───── RAW RECORDS ─────

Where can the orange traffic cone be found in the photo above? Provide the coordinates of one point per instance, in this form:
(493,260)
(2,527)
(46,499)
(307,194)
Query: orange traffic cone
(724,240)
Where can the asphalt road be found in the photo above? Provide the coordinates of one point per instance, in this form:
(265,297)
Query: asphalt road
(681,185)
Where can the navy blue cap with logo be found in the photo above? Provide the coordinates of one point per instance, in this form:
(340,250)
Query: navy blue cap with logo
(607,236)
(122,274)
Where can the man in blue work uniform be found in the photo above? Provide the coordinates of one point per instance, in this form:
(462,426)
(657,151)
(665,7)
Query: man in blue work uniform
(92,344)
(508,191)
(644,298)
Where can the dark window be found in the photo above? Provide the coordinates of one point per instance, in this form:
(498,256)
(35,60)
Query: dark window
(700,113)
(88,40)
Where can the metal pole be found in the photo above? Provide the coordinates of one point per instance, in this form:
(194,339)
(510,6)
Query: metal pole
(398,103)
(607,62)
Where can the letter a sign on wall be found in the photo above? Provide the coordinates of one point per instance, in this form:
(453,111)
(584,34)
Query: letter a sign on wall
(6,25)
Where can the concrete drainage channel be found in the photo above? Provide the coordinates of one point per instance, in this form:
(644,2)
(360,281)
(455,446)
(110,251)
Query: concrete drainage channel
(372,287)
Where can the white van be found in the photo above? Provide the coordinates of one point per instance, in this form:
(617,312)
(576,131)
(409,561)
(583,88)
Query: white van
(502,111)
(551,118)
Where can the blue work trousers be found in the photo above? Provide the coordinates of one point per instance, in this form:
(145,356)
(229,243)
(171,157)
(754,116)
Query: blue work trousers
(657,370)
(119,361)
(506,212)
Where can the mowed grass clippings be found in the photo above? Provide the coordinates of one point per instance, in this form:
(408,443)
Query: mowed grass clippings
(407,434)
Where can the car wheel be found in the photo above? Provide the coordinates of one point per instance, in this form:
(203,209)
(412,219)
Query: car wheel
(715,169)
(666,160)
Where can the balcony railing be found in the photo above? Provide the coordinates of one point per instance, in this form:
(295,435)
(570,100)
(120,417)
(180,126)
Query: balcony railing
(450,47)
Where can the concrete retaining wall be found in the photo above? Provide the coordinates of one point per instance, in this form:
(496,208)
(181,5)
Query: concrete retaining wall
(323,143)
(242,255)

─────
───── RAW RECORDS ─────

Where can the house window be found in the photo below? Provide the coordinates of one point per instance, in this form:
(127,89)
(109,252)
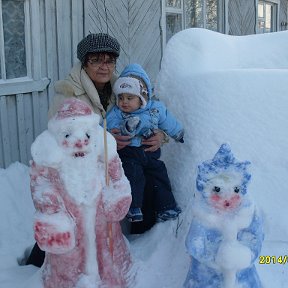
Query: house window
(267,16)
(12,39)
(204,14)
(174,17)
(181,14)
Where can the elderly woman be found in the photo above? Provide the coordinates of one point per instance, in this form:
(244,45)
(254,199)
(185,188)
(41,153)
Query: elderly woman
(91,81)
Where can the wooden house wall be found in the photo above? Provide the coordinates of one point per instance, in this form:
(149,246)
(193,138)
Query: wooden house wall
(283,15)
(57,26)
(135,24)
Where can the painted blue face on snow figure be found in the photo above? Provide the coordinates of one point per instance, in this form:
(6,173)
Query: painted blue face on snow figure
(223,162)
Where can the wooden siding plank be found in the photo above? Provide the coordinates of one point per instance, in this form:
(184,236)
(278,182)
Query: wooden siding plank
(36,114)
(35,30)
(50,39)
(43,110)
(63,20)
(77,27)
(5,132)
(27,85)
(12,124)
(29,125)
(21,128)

─────
───── RAW RECORDS ─────

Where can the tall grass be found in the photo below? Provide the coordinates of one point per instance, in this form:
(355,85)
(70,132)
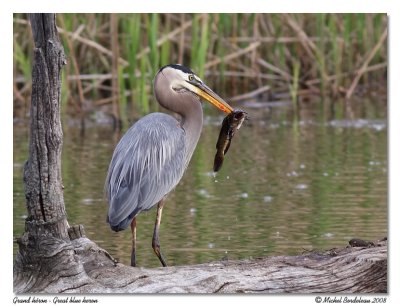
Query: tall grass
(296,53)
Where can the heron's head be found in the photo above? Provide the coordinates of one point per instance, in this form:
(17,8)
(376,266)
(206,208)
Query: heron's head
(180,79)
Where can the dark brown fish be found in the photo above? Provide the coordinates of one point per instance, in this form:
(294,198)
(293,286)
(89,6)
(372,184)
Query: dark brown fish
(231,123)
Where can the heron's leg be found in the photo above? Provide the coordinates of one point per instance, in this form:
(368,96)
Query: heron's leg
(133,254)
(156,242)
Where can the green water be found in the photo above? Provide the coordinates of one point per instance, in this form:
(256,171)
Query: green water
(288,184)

─────

■ **GIVEN REQUEST**
Please pull out every line in the records above that contains the word "metal".

■ **CORRECT OUTPUT**
Where can the metal pole be found in the photo above? Provide the coordinates of one point per instance, in this form:
Query: metal pole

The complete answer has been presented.